§ **BRIEF**
Return word for word every line of the material from the one containing "For every instance of the short" down to the one containing "x=408 y=291", with both of those lines included.

[Excerpts from a dataset on pointing at objects]
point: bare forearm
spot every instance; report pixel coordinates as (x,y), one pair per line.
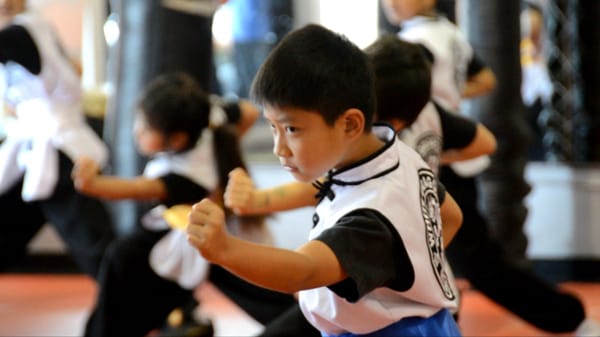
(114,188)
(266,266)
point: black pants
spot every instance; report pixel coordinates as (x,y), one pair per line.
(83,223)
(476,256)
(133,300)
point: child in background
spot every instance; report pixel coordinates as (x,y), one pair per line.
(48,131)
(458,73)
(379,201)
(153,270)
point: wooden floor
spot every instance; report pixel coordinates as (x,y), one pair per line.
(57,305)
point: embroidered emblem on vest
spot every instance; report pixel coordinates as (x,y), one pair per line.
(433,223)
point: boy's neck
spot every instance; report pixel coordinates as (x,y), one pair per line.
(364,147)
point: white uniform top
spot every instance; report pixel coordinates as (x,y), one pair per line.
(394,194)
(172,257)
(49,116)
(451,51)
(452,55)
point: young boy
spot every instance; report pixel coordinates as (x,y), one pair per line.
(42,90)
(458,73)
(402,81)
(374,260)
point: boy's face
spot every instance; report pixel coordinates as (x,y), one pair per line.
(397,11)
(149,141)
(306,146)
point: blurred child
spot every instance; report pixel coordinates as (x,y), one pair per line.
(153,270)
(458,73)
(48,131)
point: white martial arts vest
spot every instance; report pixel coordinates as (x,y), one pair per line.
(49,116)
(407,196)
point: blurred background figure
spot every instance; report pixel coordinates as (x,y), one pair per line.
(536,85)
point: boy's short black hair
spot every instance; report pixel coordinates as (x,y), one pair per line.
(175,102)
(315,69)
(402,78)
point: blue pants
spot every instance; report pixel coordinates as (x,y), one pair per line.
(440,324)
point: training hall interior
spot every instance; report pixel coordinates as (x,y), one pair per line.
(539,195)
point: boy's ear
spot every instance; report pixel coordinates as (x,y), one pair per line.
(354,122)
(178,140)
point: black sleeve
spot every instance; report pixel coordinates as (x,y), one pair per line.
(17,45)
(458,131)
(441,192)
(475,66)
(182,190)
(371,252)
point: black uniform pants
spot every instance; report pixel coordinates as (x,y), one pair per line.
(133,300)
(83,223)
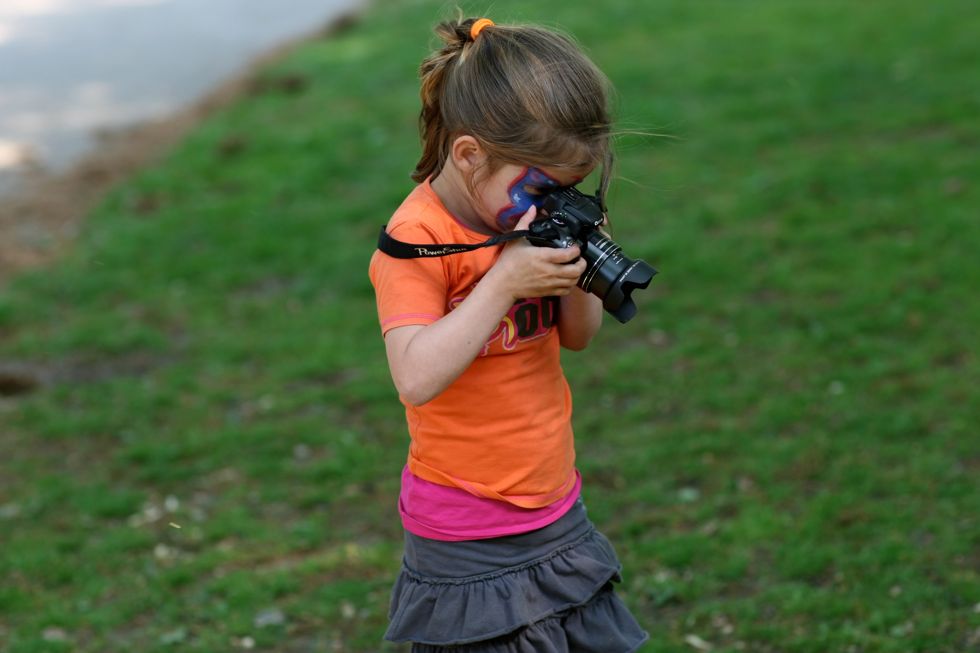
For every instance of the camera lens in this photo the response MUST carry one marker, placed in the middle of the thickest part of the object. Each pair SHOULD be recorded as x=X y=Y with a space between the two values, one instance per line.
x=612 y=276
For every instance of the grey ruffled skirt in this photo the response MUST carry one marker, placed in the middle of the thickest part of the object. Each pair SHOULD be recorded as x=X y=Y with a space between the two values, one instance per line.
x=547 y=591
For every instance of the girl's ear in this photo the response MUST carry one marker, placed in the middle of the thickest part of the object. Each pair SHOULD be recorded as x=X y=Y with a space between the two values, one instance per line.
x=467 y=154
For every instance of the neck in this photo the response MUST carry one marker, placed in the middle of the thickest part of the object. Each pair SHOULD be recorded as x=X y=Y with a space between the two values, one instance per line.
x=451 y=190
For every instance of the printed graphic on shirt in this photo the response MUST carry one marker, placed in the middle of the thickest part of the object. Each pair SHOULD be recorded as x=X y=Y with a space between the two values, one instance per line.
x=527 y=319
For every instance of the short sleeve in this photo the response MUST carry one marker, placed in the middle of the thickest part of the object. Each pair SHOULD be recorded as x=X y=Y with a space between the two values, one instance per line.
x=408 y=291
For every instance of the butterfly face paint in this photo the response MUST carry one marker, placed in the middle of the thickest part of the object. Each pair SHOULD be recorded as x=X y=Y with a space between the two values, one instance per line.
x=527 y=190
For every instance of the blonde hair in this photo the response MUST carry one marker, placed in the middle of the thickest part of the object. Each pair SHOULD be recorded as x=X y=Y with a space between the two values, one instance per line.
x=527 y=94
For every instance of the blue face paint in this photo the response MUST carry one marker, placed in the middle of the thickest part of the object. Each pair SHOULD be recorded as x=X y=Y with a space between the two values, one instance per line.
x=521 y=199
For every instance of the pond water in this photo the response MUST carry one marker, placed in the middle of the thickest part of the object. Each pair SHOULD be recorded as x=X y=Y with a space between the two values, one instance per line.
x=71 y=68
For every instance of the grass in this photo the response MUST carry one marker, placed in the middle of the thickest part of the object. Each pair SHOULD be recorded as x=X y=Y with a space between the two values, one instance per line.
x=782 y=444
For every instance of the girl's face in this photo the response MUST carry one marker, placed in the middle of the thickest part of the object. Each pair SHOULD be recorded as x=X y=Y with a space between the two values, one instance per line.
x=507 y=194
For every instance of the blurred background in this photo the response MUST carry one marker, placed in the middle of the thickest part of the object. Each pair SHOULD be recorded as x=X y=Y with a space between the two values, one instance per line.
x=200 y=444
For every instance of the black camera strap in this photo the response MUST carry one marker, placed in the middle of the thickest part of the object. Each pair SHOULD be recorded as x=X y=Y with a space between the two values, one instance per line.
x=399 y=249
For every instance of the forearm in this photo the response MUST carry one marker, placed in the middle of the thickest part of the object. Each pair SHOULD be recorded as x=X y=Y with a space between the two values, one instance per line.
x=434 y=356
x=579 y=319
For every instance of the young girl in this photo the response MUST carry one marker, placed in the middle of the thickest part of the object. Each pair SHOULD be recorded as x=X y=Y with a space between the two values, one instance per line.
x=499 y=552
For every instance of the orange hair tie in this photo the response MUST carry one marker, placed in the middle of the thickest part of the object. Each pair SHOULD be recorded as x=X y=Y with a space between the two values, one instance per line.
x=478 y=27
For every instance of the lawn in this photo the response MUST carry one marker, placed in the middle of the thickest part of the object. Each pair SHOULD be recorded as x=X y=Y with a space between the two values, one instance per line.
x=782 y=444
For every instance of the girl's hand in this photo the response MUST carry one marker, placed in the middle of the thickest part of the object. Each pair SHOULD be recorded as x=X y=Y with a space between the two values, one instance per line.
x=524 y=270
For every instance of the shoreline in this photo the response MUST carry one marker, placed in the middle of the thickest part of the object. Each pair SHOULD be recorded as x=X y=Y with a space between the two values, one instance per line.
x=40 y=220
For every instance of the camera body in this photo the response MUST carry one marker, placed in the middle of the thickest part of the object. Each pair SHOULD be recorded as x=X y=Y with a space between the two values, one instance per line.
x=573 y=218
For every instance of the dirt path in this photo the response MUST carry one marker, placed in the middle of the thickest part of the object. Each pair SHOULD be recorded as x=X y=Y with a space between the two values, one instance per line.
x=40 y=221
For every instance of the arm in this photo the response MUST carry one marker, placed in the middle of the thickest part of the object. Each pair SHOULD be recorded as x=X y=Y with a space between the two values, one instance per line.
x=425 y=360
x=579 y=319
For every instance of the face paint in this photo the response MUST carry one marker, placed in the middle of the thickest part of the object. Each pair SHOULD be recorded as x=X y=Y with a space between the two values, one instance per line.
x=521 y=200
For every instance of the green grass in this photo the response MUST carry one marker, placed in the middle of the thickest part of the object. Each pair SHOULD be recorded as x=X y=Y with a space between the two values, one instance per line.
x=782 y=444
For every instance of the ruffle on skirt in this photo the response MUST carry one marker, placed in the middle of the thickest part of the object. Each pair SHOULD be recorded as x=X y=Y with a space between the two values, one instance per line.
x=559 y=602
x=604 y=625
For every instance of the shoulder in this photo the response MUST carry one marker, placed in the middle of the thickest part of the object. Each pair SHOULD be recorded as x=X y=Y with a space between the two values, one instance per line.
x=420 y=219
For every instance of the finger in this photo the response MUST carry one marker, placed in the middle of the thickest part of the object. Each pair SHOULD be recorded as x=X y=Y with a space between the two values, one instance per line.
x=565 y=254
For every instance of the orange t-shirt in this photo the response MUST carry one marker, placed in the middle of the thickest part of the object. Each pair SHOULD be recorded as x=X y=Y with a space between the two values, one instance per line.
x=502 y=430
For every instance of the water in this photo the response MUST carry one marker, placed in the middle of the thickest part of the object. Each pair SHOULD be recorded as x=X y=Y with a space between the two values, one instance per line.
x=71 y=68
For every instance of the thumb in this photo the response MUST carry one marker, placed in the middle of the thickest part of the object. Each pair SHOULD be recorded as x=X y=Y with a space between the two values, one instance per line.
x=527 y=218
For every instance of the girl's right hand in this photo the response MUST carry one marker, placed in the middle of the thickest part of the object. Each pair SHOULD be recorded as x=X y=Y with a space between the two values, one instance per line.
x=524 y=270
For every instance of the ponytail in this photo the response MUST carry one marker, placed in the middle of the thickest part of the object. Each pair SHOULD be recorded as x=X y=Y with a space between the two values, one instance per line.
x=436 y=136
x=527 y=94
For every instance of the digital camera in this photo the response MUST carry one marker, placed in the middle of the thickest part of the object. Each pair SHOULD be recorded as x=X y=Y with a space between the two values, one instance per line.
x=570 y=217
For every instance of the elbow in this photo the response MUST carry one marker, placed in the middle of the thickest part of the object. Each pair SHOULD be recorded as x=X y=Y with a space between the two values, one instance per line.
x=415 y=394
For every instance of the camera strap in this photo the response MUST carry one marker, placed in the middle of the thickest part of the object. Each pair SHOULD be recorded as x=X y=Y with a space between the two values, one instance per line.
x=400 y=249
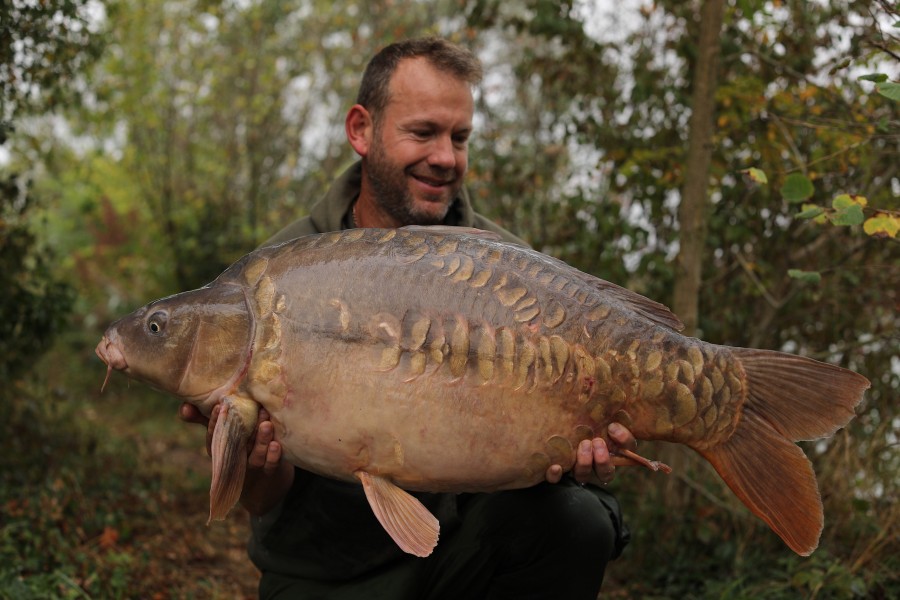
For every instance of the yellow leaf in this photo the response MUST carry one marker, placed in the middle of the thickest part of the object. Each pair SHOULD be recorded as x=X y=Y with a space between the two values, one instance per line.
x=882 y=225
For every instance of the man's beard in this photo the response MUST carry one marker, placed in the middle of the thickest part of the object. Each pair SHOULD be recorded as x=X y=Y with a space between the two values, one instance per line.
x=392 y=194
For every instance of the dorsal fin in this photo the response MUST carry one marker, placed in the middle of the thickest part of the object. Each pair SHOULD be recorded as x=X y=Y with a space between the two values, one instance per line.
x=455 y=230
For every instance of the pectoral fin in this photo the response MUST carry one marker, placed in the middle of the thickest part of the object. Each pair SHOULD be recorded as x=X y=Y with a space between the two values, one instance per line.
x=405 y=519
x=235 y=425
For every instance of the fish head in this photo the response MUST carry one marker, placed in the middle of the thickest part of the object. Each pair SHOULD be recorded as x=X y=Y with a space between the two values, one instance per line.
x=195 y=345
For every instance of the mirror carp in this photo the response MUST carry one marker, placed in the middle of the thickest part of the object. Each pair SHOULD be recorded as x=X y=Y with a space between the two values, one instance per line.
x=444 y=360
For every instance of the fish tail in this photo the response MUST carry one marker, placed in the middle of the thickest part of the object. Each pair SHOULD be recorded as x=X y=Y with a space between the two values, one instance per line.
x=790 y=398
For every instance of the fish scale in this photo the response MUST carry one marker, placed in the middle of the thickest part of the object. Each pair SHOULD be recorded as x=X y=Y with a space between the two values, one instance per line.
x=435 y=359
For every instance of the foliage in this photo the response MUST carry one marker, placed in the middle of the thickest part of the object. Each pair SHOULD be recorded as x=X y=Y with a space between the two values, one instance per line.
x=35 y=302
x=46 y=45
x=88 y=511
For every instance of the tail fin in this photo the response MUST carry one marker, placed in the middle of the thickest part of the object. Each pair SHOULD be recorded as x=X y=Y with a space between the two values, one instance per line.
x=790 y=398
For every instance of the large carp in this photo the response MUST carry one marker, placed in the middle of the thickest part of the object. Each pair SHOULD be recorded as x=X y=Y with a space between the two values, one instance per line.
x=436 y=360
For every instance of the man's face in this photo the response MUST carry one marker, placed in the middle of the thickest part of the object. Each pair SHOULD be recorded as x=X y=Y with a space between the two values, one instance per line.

§ **SOLVED PROBLEM**
For every instance of the short sleeve in this photo the response MUST carry one marker, placed in the middle of the thickest part of the object. Each pair SHOULD be recorded as x=X y=Y with a space between the two values, one instance per line.
x=408 y=291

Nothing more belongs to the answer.